*** Records for the exercise Section Begins ***

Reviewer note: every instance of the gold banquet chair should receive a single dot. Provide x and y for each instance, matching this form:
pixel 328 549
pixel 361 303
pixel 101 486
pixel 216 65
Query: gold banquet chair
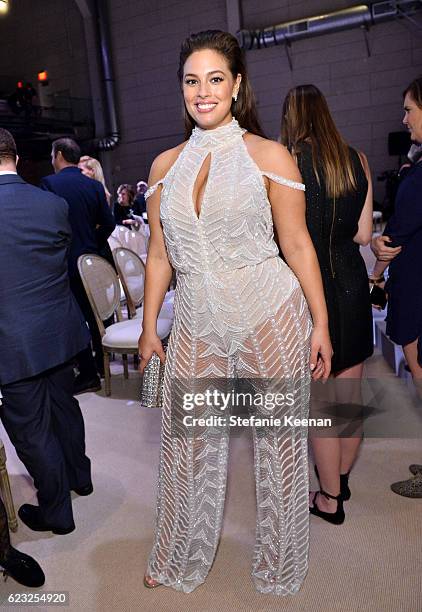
pixel 6 492
pixel 103 290
pixel 131 271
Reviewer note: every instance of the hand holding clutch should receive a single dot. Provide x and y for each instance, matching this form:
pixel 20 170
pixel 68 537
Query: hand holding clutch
pixel 152 383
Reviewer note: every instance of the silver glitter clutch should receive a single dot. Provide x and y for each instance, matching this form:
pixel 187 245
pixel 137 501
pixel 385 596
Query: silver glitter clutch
pixel 152 383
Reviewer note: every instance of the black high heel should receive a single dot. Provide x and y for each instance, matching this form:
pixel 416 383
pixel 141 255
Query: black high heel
pixel 344 485
pixel 337 517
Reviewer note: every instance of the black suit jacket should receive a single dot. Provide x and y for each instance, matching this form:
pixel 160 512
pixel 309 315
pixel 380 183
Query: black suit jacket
pixel 89 214
pixel 41 325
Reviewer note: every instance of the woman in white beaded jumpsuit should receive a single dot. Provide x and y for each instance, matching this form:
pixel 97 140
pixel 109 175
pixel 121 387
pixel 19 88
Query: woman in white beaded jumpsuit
pixel 240 311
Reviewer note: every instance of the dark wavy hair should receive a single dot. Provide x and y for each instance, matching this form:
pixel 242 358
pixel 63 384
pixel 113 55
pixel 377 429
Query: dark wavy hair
pixel 415 91
pixel 227 45
pixel 307 118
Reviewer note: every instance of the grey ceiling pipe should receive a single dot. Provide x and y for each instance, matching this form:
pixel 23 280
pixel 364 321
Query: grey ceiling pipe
pixel 362 15
pixel 112 139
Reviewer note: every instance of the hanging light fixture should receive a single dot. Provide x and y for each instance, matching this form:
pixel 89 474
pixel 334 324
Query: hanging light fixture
pixel 4 6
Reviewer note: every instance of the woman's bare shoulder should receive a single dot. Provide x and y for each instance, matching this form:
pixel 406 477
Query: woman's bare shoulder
pixel 271 156
pixel 163 162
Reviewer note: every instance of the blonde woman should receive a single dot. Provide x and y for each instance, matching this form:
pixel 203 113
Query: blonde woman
pixel 92 168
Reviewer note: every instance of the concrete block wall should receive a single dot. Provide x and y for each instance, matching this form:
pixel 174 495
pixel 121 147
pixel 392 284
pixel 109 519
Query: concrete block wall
pixel 364 92
pixel 146 39
pixel 45 35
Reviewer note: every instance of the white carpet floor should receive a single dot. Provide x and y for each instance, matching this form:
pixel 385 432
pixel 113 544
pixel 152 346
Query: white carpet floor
pixel 372 563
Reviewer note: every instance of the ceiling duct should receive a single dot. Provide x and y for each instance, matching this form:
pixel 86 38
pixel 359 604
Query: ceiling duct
pixel 362 15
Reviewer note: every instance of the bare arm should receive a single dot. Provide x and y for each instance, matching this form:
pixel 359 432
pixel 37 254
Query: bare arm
pixel 288 209
pixel 364 233
pixel 158 269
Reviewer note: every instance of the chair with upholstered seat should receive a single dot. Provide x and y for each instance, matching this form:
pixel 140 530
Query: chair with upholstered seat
pixel 103 291
pixel 131 271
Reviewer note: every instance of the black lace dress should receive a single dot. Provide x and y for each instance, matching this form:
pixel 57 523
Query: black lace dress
pixel 332 224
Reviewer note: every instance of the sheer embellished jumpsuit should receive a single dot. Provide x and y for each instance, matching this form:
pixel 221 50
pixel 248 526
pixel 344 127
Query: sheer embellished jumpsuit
pixel 239 312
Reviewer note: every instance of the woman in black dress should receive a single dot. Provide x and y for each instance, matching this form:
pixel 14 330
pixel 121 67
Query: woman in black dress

*** Records for the exercise Section Ends ***

§ **Work instruction**: Retype every record above exactly as written, but leave out the pictures.

§ **Answer to this task**:
Reviewer note: every instance of the gold banquet chair should receive a single dot. Provide x and y for each instance, matching this form:
pixel 328 549
pixel 361 303
pixel 101 486
pixel 216 65
Query: gold banquet chair
pixel 6 492
pixel 103 290
pixel 131 271
Reviewer note: every instance of the hand holding clutch should receive a single dot. Provide x and y for each instance, matching this form:
pixel 20 170
pixel 68 537
Query: hand holding clutch
pixel 152 383
Reviewer note: every instance of the silver glitter clutch should receive a single dot. Provide x and y for each instance, matching this form:
pixel 187 245
pixel 137 501
pixel 385 596
Query: silver glitter clutch
pixel 152 383
Reviewer note: every instance of the black high heel should receive a single dot. Provide x and y for each instance, matching this form:
pixel 416 383
pixel 141 255
Query: black high heel
pixel 344 485
pixel 337 517
Reviewer note: every instance of the black suit jacket should receive a single dot. Provide x and y for each instance, matching this form:
pixel 160 512
pixel 309 315
pixel 380 183
Query: black suit jacket
pixel 89 214
pixel 41 325
Reviewer note: every instance of the woman in white beaded jumpsuit should receive a single dot. Provide x and y for each instance, matching this form:
pixel 97 140
pixel 109 175
pixel 121 387
pixel 19 88
Query: woman in white beaded jumpsuit
pixel 240 311
Reviewer note: every instance of the dark wavy hair should receive a single dot. Provide x and y for each instance, matching this form:
pixel 242 358
pixel 63 384
pixel 113 55
pixel 377 429
Query: dark wavy hair
pixel 415 91
pixel 227 45
pixel 307 118
Reviewer note: every instance of the grey ceiling pipe should receive a single dot. Provide x and y for each instance, matching this form:
pixel 23 280
pixel 364 321
Query: grey ceiling pipe
pixel 362 15
pixel 112 139
Reviewer note: every instance of the hanging light fixture should receive a single dot. Provide x and y for each instance, matching this form:
pixel 89 474
pixel 334 324
Query: hanging light fixture
pixel 4 6
Reviewer note: every instance of the woman's bare shoulder should receive a single dot. Provide x and y for each instance, matching this form:
pixel 406 477
Query: woman's bare shoulder
pixel 271 156
pixel 163 162
Reviewer note: every instance of the blonde woman should receive a single dot. Provide x and y for each instance, matching this form:
pixel 203 113
Query: blonde woman
pixel 92 168
Reviewer note: every instance of the concrete block wall should receive a single dot. Provide x and y for each instance, matching this form:
pixel 174 495
pixel 121 147
pixel 392 284
pixel 109 519
Query: concrete block wall
pixel 364 92
pixel 146 39
pixel 45 35
Reviewer note: every instance of the white carpet floor should receive a single dot. Provide x and y for each instance, matching this form:
pixel 385 432
pixel 113 544
pixel 152 346
Query: white carpet floor
pixel 372 563
Reviewer note: every instance of the ceiling duct should receive a single dot. Provide x and y for each instance, matching this form:
pixel 86 38
pixel 359 604
Query: ceiling duct
pixel 362 15
Reviewer note: every instance of the bare arm should receive a single dot. Provide x and y for each instance, matching this form:
pixel 359 432
pixel 37 254
Query: bare arm
pixel 288 209
pixel 364 233
pixel 158 269
Reviewer note: every instance of the chair with upholstered seat should receive a single dot. Provide x and y for each instance, matching this form:
pixel 140 530
Query: chair with upholstered seat
pixel 103 291
pixel 131 271
Reviewer note: every instance of the black lace dress should receive a single dot. Provide x and y for each instance, matching this form:
pixel 57 523
Query: black lace dress
pixel 332 224
Reviewer note: every instance of the sheer embellished jumpsuit should receive a single dot. Provide x and y for each instance, matching this form:
pixel 221 50
pixel 248 526
pixel 344 127
Query: sheer embellished jumpsuit
pixel 239 312
Reviewer note: every instance of the woman in black dress should receive a single dot. Provide x and y for each instance, matching this form:
pixel 14 330
pixel 121 67
Query: woman in black dress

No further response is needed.